◆ **Set problem**
Could you put the data below into a numbered list, one line per item, with blank lines dropped and the pictures left out?

◆ **Input data**
+---+

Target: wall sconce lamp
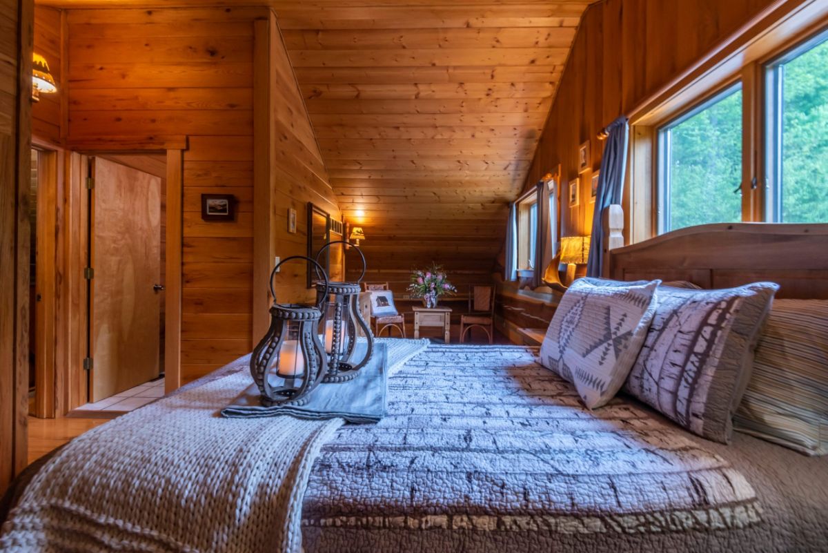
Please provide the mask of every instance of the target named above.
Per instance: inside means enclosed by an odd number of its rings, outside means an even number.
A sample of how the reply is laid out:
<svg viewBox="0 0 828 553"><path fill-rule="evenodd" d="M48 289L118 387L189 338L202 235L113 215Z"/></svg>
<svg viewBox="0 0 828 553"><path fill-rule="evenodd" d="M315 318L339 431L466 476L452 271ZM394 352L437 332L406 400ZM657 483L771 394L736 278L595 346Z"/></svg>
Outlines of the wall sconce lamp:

+---+

◆ **Worked solution**
1. Target: wall sconce lamp
2. Please provide the mask of every instance of the target named above.
3. Per instance: inside means enclosed by an odd number of its rings, outside means an even number.
4. A sample of how the reply is laid out:
5. <svg viewBox="0 0 828 553"><path fill-rule="evenodd" d="M48 289L118 387L189 338L202 235L113 215Z"/></svg>
6. <svg viewBox="0 0 828 553"><path fill-rule="evenodd" d="M315 318L339 431L466 476L452 271ZM394 352L437 332L406 400ZM657 483L771 394L736 278L595 346Z"/></svg>
7. Outlines of the wall sconce lamp:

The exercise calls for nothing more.